Text provided:
For a substrate you can use almost any commercially available reptile bedding. Cypress mulch is perhaps the best one to use as it will allow the turtle to dig, burrow and provide shelter. Mulch will also aid in maintaining a proper humidity. Other acceptable bedding includes shredded coconut husk, top soil or any combination there of.

Lighting and Heating There should be a thermal gradient in the cage, so that the Box Turtle may choose the area of the cage where it is most comfortable. The warmest extreme of the cage should be between 85-90 degrees Fahrenheit, while the cooler side of the cage should be between 70-80 degrees Fahrenheit. It is extremely important that the turtle is provided with this thermal gradient so they can escape the heat; if it is not provided, your pet may suffer from heat exhaustion. At night there should be a slight drop in temperature, preferably of about ten degrees. We use fluorescent or incandescent bulbs during the day to provide light. A heat lamp of appropriate wattage or heat pad should be all that is needed to heat the enclosure. We use a heat pad on the same end of the cage as the light to provide the proper gradient. Use of thermometers and/or temp guns are highly recommended to ensure proper heat gradients. If you choose to use a heat light be sure to place it on one end of the tank and not in the center. By placing it on the end you ensure a hot spot and a cool spot.

Box turtles should be provided with UVB exposure from a quality light. A lot of reptiles, box turtles included, synthesize vitamin D3 when exposed to UVB. Vitamin D3 is necessary for calcium to be metabolized. Animals that are not exposed to UVB can develop Metabolic Bone Disease. If MBD isn't treated in a timely fashion, skeletal deformities, kidney failure, seizures, and eventually death will occur.

Feeding Eastern Box turtles are omnivorous. Their diet should consist of part vegetable matter, and part of their diet should consist of animal matter. Per feeding, box turtles should be offer both mixed vegetables and animal protein. Provide appropriate animal proteins by feeding your box turtles crickets, meal worms, night crawlers and feeder fish. The vegetable part of the diet can include the following: 60-70% should be mustard, collard, endive, and dandelion greens. Romaine lettuce can be offered occasionally, but completely avoid iceberg lettuce all together as it is low in nutritional content and is more like candy. 20-30% should be vegetables such as carrots, squash, pumpkin, zucchini, and thawed frozen mixed vegetables. The last 10-20% should be comprised of fruits and flowers such as dandelion and hibiscus flowers, raspberries, strawberries, blueberries and tomatoes. Box turtles need a varied diet, so switch around the ingredients frequently. For example, one day you might offer crickets, mustard and collard greens, zucchini and tomatoes. The next day offer feeder fish with thawed mixed veggies, dandelion greens, and blueberries.

Work order: Summarize the text on box turtle care in three sentences.

Saved entries:

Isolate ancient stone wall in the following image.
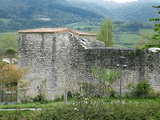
[19,31,160,100]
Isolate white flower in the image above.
[74,108,79,111]
[84,98,88,101]
[86,101,88,104]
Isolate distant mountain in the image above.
[68,0,160,21]
[0,0,160,32]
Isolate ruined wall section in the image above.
[19,33,55,99]
[85,48,148,92]
[54,32,104,96]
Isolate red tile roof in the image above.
[18,28,96,36]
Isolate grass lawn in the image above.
[0,98,160,109]
[0,19,12,24]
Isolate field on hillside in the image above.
[0,19,12,24]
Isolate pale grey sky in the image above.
[103,0,138,3]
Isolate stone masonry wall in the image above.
[19,31,160,100]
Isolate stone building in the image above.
[18,28,160,100]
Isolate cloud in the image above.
[103,0,138,3]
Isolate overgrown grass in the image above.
[0,102,63,109]
[0,101,160,120]
[0,19,12,24]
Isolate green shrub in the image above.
[132,81,154,98]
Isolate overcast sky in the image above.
[107,0,138,3]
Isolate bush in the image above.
[132,81,154,98]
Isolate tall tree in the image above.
[150,6,160,47]
[97,17,114,47]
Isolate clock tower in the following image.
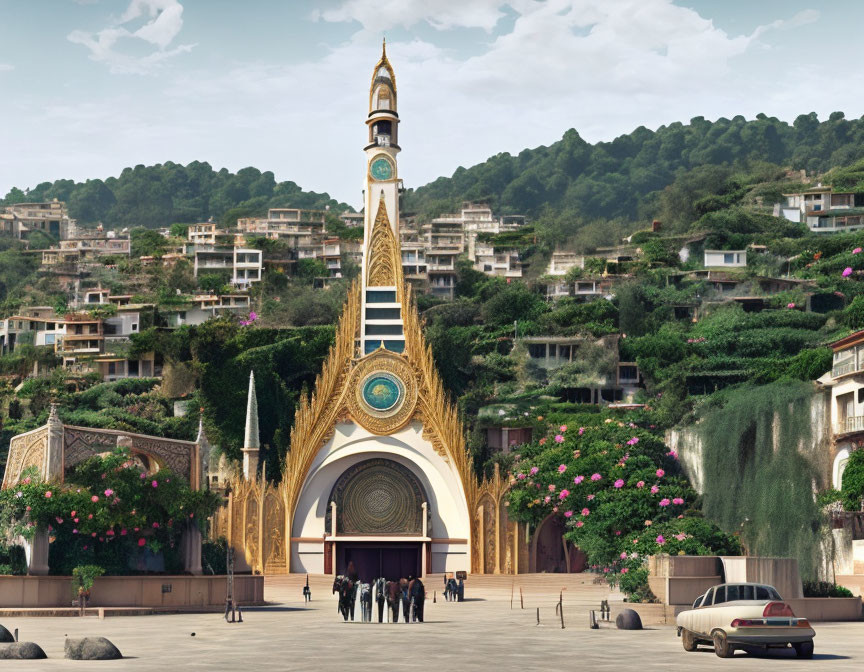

Task output: Almost any commercial reptile bedding can serve as substrate, though cypress mulch is perhaps best because it lets the turtle dig and burrow and helps maintain humidity. The cage needs a thermal gradient running from 85-90 degrees Fahrenheit at the warm end to 70-80 degrees on the cooler side, with the heat source placed at one end rather than the center. Box turtles also need UVB exposure to avoid Metabolic Bone Disease, and because Eastern box turtles are omnivorous, each feeding should include both mixed vegetables and animal protein, with the ingredients switched frequently.